That’s right folks. The United States, home of capitalism and freedom barely made the top 10 in the 18th annual Heritage Foundation Index of Economic Freedom . Or as I like to call it, The Fiscon Index, because it tracks all of the issues that Fiscal Conservatives care about.
We’re Number Ten
America has slid to tenth place on the Index of Economic Freedom.According to the 18th annual Index of Economic Freedom, released Thursday by the Heritage Foundation and the Wall Street Journal, Hong Kong enjoys the earth’s freest economy. The Chinese Special Administrative Region invariably has topped this list since it began in 1995. No. 2 Singapore leads Australia, New Zealand, Switzerland, Canada, Chile, Mauritius, and Ireland. Agnostic on political freedom, the Index evaluates fiscal discipline, taxes, regulations, monetary policy, rule of law, corruption, and other measures of economic liberty.
Because the United States keeps slipping in those areas, America has slid from No. 9in 2011 to tenth place today. Indeed, this is the fourth consecutive year in which the U.S. fell a notch. Out of a perfect score of 100, America declined 1.5 points to 76.3. Denmark, No. 11, scored 76.2.
“As recently as 2008, the United States was ranked 7th, rated 81, and considered a ‘free’ economy,” Heritage notes. “Today, it is ‘mostly free’ — the runner-up category.”
You can visualize the data here and makes some graphs fro comparison
The Index’s authors — Amb. Terry Miller, Kim Holmes, and Ed Feulner, all at Heritage — lament that in America, “recent government interventions have eroded limits on government, and public spending by all levels of government now exceeds one-third of total domestic output. The regulatory burden on business continues to increase rapidly, and heightened uncertainty further increases regulations’ negative impact. Fading confidence in the government’s determination to promote or even sustain open markets has discouraged entrepreneurship and dynamic investment within the private sector.”

Coordinate annotation rows
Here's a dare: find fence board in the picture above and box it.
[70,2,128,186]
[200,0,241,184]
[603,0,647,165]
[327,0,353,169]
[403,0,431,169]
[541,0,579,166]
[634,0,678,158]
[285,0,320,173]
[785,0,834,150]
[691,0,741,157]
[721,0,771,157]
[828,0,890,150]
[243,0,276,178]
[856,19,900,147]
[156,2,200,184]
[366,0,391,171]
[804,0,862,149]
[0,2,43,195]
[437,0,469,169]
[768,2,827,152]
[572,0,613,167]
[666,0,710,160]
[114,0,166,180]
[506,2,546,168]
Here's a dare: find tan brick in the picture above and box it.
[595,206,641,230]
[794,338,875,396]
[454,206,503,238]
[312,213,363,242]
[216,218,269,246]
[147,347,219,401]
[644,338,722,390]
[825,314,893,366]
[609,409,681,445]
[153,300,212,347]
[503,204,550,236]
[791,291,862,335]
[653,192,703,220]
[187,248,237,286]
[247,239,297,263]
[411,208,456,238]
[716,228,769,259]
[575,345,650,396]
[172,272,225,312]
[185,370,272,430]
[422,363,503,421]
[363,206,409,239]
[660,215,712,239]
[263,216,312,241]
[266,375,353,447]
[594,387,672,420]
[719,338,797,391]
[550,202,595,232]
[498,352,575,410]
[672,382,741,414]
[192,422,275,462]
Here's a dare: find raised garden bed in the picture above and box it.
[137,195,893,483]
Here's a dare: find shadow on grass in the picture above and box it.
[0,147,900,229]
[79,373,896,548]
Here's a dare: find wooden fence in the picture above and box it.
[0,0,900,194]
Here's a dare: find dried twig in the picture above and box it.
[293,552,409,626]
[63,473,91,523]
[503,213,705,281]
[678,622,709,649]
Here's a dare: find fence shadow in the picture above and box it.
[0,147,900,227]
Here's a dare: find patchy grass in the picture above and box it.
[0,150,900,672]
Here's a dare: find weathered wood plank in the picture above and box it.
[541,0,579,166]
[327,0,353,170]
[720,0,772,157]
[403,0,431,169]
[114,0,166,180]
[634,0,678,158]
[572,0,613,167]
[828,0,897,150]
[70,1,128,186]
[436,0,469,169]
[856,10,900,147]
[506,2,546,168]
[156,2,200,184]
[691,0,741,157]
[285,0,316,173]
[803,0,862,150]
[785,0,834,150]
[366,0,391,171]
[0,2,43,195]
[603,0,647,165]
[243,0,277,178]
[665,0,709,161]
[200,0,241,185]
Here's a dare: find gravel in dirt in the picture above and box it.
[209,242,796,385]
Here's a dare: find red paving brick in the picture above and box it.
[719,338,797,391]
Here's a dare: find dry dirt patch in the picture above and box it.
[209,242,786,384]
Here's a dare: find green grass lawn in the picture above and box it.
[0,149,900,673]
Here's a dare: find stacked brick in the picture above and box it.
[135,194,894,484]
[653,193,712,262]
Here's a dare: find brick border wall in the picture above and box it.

* Required tasks *
a: In the economic freedom passage, what score out of 100 did the United States receive?
b: Extend the economic freedom passage, picking up right after its final sentence.

* Task-by-task outputs *
a: 76.3

b:
U.S. tax-and-spend scores are appalling: Among 179 countries surveyed, America is No. 127 in government spending and No. 133 in fiscal freedom, far below average on both counts. The U.S. suffers an “overall tax burden amounting to 24 percent of total domestic income,” the Index states. “Government expenditures have grown to 42.2 percent of GDP, and the budget deficit is close to 10 percent of GDP. Total public debt is now larger than the size of the economy.” Such boulders bow American shoulders.
Meanwhile, U.S. businesspeople moan beneath the regulatory rubble. “Over 70 new major regulations have been imposed since early 2009, with annual costs of more than $38 billion,” the Index observes. “There were only six major deregulatory actions during that time, with reported savings of just $1.5 billion.”
Another problem: “Corruption is a growing concern as the cronyism and economic rent-seeking associated with the growth of government have undermined institutional integrity,” the Index declares. For Freedom from Corruption, the U.S. is ranked No. 22; approximating Transparency International’s finding that America is the earth’s 24th most honest country.
What fuels suspicions of American shadiness? Consider Big Labor’s waivers from Obamacare and the administration’s granting union payouts ahead of the contractually protected claims of Chrysler’s and General Motors’ secured bondholders.
From what I can see from looking at the data, this fall almost out of the top 10 is driven by President Obama’s policies alone. There is no way to blame this on President Bush. We have fallen from mostly free to the runner-up category. This is an example of why we have to roll back government spending and regulations, not just leave what is in place alone. This is what drives the TEA Party and the Fiscal Conservatives, we do not want to be also-rans in a game that we should win every year.









No way to pay for social security without producing wealth.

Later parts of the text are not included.